Provided data |

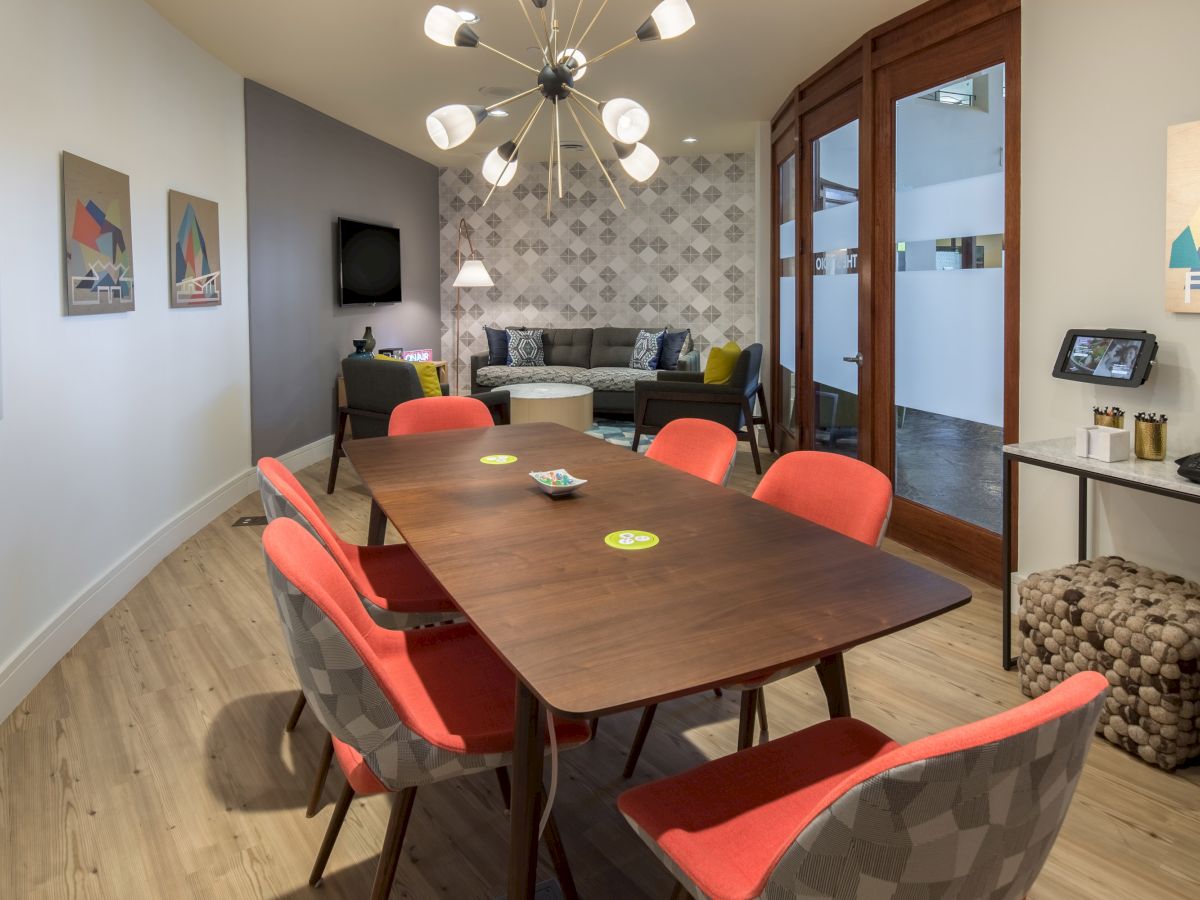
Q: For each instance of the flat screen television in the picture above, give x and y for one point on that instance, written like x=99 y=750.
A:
x=369 y=263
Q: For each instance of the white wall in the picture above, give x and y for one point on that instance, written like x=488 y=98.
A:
x=114 y=426
x=1102 y=79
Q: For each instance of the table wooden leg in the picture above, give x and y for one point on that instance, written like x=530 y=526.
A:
x=832 y=672
x=378 y=526
x=529 y=745
x=747 y=719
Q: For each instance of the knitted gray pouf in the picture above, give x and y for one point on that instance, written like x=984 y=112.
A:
x=1138 y=627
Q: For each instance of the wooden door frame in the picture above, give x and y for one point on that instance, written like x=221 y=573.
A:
x=931 y=30
x=969 y=547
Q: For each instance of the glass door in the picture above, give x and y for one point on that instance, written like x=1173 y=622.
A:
x=833 y=280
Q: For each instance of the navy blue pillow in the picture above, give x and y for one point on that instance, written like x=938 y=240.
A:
x=497 y=346
x=672 y=346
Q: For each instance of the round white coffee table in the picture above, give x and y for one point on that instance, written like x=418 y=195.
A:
x=568 y=405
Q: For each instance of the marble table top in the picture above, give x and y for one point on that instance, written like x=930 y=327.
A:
x=1061 y=451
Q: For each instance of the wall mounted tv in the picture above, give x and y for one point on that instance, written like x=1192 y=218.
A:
x=369 y=263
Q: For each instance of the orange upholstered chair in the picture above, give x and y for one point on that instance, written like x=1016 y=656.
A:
x=426 y=414
x=393 y=586
x=838 y=492
x=840 y=810
x=699 y=447
x=406 y=708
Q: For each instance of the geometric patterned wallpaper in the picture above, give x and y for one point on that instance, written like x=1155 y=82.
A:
x=681 y=255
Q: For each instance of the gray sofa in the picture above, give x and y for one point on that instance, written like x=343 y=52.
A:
x=593 y=357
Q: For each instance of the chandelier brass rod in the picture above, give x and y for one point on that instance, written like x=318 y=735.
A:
x=513 y=99
x=510 y=59
x=533 y=30
x=613 y=49
x=588 y=29
x=521 y=136
x=595 y=155
x=570 y=31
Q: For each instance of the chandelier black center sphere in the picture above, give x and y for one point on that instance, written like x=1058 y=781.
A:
x=624 y=121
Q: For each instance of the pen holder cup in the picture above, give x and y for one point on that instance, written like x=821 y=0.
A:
x=1150 y=441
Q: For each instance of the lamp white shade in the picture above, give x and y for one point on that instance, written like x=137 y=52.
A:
x=640 y=163
x=671 y=18
x=449 y=126
x=625 y=119
x=473 y=275
x=442 y=24
x=501 y=165
x=577 y=60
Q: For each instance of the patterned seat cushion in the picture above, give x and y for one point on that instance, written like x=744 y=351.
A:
x=499 y=376
x=612 y=378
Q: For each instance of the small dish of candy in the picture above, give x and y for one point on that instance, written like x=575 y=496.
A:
x=557 y=481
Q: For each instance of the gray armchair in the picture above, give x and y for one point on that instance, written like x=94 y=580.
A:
x=684 y=395
x=373 y=388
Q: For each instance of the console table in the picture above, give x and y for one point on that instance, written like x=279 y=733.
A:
x=1059 y=454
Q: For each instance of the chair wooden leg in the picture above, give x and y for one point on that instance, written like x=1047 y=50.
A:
x=339 y=435
x=558 y=856
x=502 y=777
x=294 y=717
x=318 y=785
x=745 y=719
x=331 y=832
x=643 y=729
x=393 y=843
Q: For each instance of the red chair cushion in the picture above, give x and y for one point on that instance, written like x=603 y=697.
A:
x=729 y=822
x=395 y=579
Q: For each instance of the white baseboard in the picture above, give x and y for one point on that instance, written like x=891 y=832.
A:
x=22 y=671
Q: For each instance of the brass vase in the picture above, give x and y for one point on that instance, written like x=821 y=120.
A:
x=1150 y=441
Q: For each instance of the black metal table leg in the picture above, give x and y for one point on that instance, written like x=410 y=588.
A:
x=528 y=748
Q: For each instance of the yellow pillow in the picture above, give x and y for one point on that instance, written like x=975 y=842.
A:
x=720 y=364
x=430 y=382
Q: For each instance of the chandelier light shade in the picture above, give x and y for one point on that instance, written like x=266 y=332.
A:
x=670 y=18
x=501 y=165
x=624 y=119
x=449 y=126
x=563 y=64
x=639 y=161
x=445 y=27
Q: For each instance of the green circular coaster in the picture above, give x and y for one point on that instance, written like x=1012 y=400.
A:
x=631 y=540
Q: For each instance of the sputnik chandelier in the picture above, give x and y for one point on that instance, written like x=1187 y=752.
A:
x=563 y=66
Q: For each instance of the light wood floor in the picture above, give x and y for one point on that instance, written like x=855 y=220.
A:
x=151 y=761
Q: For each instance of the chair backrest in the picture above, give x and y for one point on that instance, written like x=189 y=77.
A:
x=333 y=643
x=699 y=447
x=377 y=385
x=426 y=414
x=970 y=813
x=835 y=491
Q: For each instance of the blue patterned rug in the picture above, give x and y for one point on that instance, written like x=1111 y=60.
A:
x=618 y=432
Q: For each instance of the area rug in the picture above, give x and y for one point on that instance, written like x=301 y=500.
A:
x=618 y=432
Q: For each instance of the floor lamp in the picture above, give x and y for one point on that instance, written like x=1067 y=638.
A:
x=472 y=274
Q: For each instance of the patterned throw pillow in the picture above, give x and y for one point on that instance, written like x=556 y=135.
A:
x=646 y=349
x=525 y=348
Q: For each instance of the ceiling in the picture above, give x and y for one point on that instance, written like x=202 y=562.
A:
x=369 y=64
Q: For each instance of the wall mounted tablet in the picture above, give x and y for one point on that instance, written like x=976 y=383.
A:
x=1111 y=357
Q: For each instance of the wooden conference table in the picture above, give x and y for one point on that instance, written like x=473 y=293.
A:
x=735 y=587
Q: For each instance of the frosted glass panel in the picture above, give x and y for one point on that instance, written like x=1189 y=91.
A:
x=835 y=289
x=949 y=300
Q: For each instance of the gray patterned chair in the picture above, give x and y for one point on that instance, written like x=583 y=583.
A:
x=406 y=708
x=840 y=811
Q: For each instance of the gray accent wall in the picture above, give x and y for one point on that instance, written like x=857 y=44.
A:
x=304 y=171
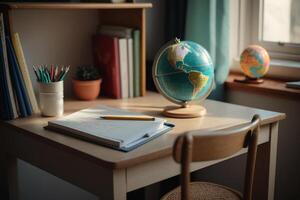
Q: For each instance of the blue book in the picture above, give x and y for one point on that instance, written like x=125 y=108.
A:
x=122 y=135
x=6 y=106
x=18 y=83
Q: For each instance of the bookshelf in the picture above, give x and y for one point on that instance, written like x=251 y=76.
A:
x=122 y=14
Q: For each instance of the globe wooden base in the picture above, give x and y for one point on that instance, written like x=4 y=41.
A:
x=250 y=80
x=190 y=111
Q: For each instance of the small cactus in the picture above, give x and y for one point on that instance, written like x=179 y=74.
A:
x=87 y=73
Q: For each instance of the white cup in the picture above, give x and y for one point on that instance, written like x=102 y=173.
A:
x=51 y=98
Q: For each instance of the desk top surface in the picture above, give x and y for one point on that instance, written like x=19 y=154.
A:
x=219 y=115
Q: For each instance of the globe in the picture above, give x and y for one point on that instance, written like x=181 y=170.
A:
x=255 y=61
x=183 y=72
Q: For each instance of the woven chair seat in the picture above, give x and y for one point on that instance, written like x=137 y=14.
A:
x=205 y=191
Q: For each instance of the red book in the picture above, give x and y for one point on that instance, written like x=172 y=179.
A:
x=106 y=57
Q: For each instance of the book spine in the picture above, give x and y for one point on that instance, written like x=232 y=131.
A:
x=123 y=67
x=7 y=80
x=130 y=65
x=24 y=70
x=5 y=112
x=116 y=70
x=136 y=63
x=24 y=105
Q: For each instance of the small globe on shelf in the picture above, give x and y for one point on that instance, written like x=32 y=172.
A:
x=183 y=72
x=255 y=63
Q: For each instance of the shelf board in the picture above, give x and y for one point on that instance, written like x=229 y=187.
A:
x=79 y=5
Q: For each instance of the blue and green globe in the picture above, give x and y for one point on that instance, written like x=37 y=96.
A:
x=183 y=72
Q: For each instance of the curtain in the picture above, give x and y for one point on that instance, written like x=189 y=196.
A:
x=207 y=23
x=175 y=19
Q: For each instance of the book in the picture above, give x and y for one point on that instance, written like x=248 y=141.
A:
x=115 y=31
x=123 y=67
x=18 y=83
x=294 y=85
x=5 y=111
x=11 y=104
x=106 y=57
x=136 y=63
x=24 y=70
x=130 y=66
x=123 y=135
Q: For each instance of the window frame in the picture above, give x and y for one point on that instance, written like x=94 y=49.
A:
x=277 y=50
x=243 y=27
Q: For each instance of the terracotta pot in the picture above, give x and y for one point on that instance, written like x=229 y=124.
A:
x=87 y=90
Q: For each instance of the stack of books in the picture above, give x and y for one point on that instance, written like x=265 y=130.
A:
x=117 y=54
x=17 y=98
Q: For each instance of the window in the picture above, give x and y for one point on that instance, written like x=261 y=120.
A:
x=273 y=24
x=277 y=27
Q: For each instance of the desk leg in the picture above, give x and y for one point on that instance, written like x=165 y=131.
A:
x=8 y=177
x=12 y=172
x=3 y=174
x=264 y=180
x=119 y=184
x=118 y=188
x=272 y=161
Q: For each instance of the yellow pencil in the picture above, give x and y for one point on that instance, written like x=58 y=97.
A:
x=128 y=117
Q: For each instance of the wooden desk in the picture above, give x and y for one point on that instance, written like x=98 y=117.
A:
x=111 y=174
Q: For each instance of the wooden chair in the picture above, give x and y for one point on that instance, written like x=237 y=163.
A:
x=193 y=147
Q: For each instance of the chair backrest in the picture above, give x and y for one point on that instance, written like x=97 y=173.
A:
x=198 y=146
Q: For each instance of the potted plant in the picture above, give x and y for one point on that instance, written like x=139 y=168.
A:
x=87 y=82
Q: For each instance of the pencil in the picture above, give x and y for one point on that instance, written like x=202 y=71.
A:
x=128 y=117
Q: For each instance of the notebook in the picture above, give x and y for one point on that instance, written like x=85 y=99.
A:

Problem details | Reproduce each line from the listing above that includes the word "gray".

Solution to this task |
Q: For each instance of the knitted gray pouf in the picture above, give x and y for one point on that instance, written like x=984 y=112.
Q: For each instance of the gray sofa in the picture above, give x and y for one point on that instance, written like x=343 y=52.
Q: For each instance of the gray armchair in the picture above, give x and y for one point on that instance, written like x=94 y=580.
Q: For each instance of the gray patterned chair in the picture above, give x and y for one point on that instance, written like x=583 y=583.
Q: For each instance of the gray accent wall in the picture above, give x and y for one point on that instance, written like x=857 y=44.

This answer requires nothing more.